- [Excerpt to read]
-*-
15The sole question remaining is whether a strike which occurred after the Union had lost its majority was an economic strike or an unfair labor practice strike. As we read the record, respondent discharged Ross, the foreman of the bindery, on April 19, for interfering with the rights of employees. Two days later, on April 21, Stansbury spoke at a regular meeting of the Union and called for a strike vote. Although he reviewed the relations of respondent with the Union, the discharge of Ross was the sole factor which brought on the subsequent developments. The strike vote passed unanimously. Immediately thereafter, an unfair labor practice charge was filed with the Board, specifically setting up the discharge of Ross as the sole violation of the Act, although 'other acts and practices' of respondent are thus vaguely referred to.
16This charge was made under Section 8(a)(3). No charges of a definite nature were made of a violation of either Section 8(a)(1) or Section 8(a)(5). The Union also withdrew its petition for an election, which was permitted without prejudice. The Union called the strike on May 18. At a later date, the Regional Director dismissed this charge relating to the discharge of Ross, for the reason that it was not violative of the Act.
17There is no evidence that Stansbury or any one else told the Union of the attempts to coerce the employees which have now been found by the Board or that such occurrences had the least influence on the strike vote or were even generally known at the time. The mere recounting of a failure to bargain is not the announcement of an unfair labor practice. The Trial Examiner assumed for the sake of argument that the discharge of Ross was the motivation for the strike. The subsequent evidence before the Board must have established a causal connection between any unfair labor practice now found and the subsequent strike.
-*-
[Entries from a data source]
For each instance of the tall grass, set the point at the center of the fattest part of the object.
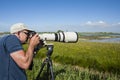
(81, 61)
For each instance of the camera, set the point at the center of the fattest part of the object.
(67, 37)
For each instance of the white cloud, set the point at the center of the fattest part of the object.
(96, 24)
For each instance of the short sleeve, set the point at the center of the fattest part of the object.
(13, 44)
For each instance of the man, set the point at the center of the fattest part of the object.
(13, 59)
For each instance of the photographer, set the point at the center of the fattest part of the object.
(13, 59)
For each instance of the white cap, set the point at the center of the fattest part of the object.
(18, 27)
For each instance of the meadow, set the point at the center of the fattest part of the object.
(80, 61)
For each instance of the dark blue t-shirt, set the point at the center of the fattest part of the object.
(9, 70)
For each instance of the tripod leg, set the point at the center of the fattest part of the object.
(51, 70)
(42, 66)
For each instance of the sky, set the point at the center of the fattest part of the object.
(65, 15)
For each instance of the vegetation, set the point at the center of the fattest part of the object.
(81, 61)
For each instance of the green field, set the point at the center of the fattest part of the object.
(81, 61)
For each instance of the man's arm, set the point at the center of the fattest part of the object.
(24, 59)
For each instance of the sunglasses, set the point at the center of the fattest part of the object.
(26, 33)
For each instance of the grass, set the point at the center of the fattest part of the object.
(81, 61)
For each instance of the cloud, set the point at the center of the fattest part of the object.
(96, 24)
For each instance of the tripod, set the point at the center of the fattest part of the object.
(48, 62)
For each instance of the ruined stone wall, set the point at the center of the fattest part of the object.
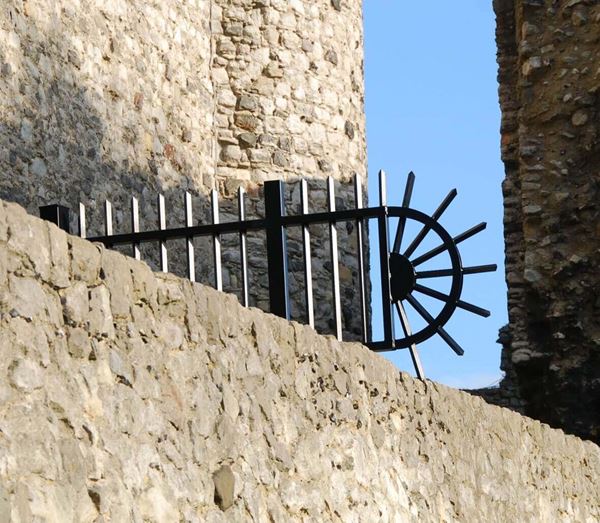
(126, 396)
(116, 99)
(548, 54)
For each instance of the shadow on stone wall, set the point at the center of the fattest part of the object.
(52, 134)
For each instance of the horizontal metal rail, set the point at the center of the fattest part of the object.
(238, 226)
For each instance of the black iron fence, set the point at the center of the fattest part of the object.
(400, 278)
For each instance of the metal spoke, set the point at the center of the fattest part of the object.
(440, 330)
(477, 269)
(410, 182)
(414, 354)
(460, 303)
(441, 248)
(426, 228)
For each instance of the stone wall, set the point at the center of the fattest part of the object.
(116, 99)
(550, 102)
(133, 396)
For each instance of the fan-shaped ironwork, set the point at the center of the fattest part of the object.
(407, 281)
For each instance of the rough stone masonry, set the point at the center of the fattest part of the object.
(548, 53)
(124, 396)
(115, 99)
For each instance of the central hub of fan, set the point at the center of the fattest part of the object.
(403, 278)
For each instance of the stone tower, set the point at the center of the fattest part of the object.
(548, 53)
(113, 99)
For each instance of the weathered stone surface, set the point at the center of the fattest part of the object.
(191, 407)
(113, 100)
(552, 199)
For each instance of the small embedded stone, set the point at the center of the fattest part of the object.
(579, 118)
(224, 481)
(325, 166)
(231, 153)
(331, 56)
(247, 139)
(247, 103)
(280, 159)
(38, 167)
(273, 70)
(246, 121)
(349, 129)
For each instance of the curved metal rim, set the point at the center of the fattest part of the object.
(457, 276)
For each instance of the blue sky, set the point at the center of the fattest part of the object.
(432, 107)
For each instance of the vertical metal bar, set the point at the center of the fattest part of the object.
(189, 241)
(335, 268)
(384, 264)
(135, 226)
(382, 188)
(82, 224)
(214, 202)
(162, 225)
(308, 290)
(243, 249)
(414, 353)
(358, 201)
(276, 250)
(410, 183)
(108, 231)
(59, 215)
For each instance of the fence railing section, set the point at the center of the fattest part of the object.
(398, 274)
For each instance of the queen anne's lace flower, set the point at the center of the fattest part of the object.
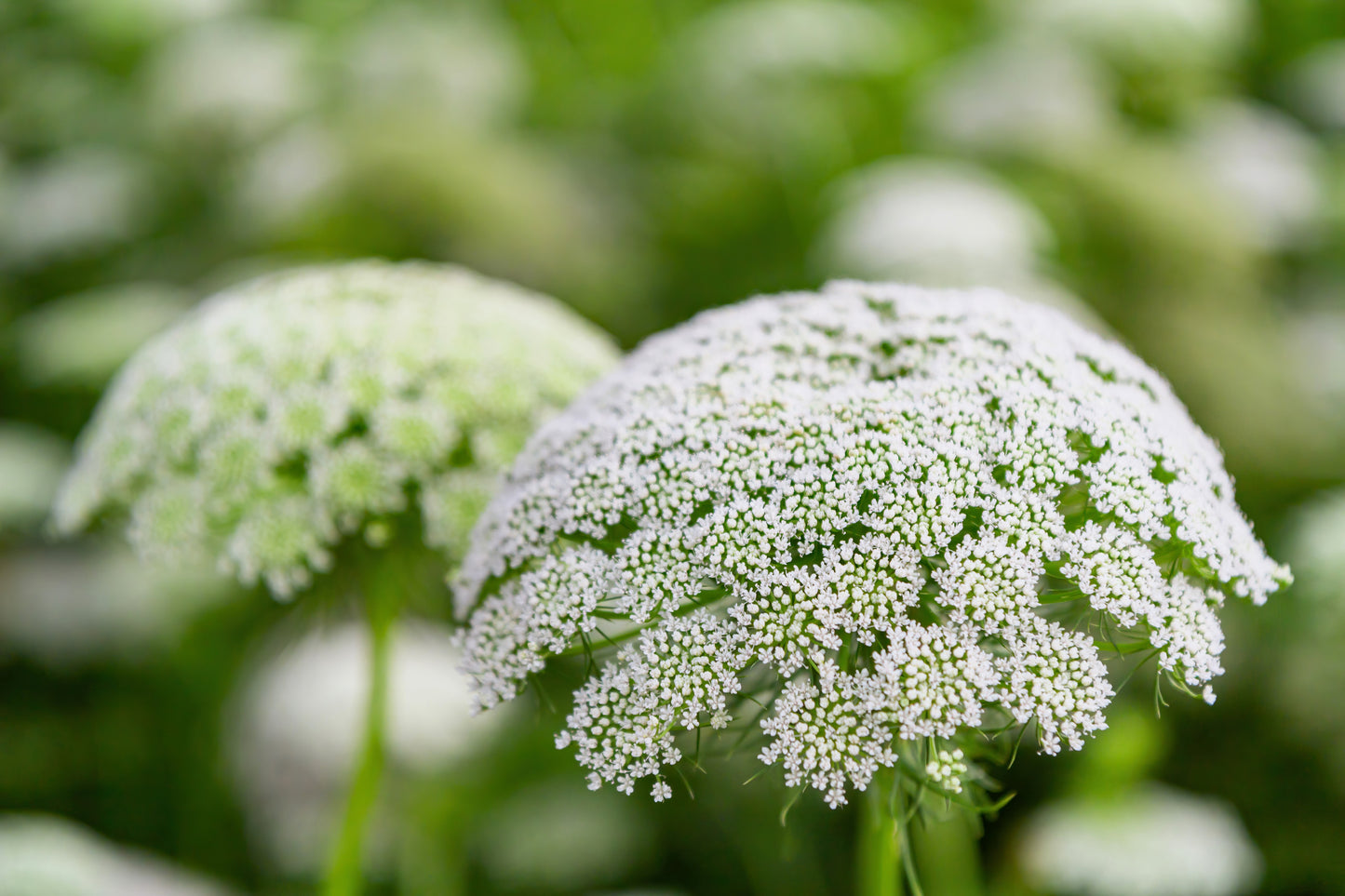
(298, 408)
(903, 515)
(1153, 841)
-*-
- [Given instruction A]
In the passage about the strike, on what date did the Union call the strike?
- [Given instruction B]
Please write the next part of the passage about the strike, picking up after its final sentence.
The lines above are material apart from the passage about the strike.

- [Reply A]
May 18.

- [Reply B]
18In Winter Garden Citrus Products Cooperative v. National Labor Relations Board, 5 Cir., 238 F.2d 128, upon finding that such causal connection was not shown, the court refused to enforce the order requiring reinstatement. A like result obtains where unfair labor practices are claimed to prolong a strike, and no causal relation between them is shown. National Labor Relations Board v. James Thompson & Co., 2 Cir., 208 F.2d 743, 749; National Labor Relations Board v. Jackson Press, Inc., 7 Cir., 201 F.2d 541, 546; National Labor Relations Board v. Crosby Chemicals, Inc., 5 Cir., 188 F.2d 91, 95. No view to the contrary is expressed in National Labor Relations Board v. West Coast Casket Co., 9 Cir., 205 F.2d 902, since that case merely holds that there was substantial evidence to support the finding of the Board that the strike was caused in part by an unfair labor practice.
19The present theory of the Union that unfair practices entered into the calling of the strike is obviously an afterthought when other means had failed. This situation is similar to the facts of Winter Garden Citrus Products Cooperative v. National Labor Relations Board, 5 Cir., 238 F.2d 128, 130, where two communications declaring that the strike was caused by an unfair labor practice:
20'* * * were sent about half way between the beginning of the nine-day strike and the unconditional offer to return to work. The Trial Examiner found them quite convincing in establishing that the strike resulted in part from the labor practices outlined, and the Board likewise apparently accorded great weight to them. With this, we are not able to agree. Viewed in connection with the evidence as a whole of what was transpiring, these documents appear to be the self-serving actions of a man who saw his cause slipping and who set about, by the expedient of argumentative communications having no relevance to the situation of the parties or the status of the negotiations as depicted by the other credible testimony but at war therewith, in an attempt to salvage what he could from the ineffectual strike. Instead of strengthening the Board's conclusions, these communications have the effect of weakening them, it being clear that they were an ex parte effort to make a record by assuming an attitude which was inconsistent with other facts definitely established.'
21The expression of the Trial Examiner, which was affirmed by the Board, is inconclusive, argumentative and inconsequential. It is based upon a single statement of a highly partisan witness long after the event when everything was suggesting that this foundation be laid. From this single evidentiary fact, the Examiner, by hypothesis, rationalizes the conclusion that the strike had other contributing causes besides the discharge of Ross. The purported finding has no other support anywhere in the record.
22On the contrary, the whole situation compels the finding that the discharge of Ross and that alone was the motivating reason for the strike. The discharge of Ross was on April 19. The strike vote was on April 21. Three days thereafter, on April 24, the representation petition of the Union was withdrawn. On April 24, the petition alleging the discharge of Ross as the sole specific ground for an unfair labor practice charge was filed. Scott had a right to fire Ross. The Regional Director of the Board so decided.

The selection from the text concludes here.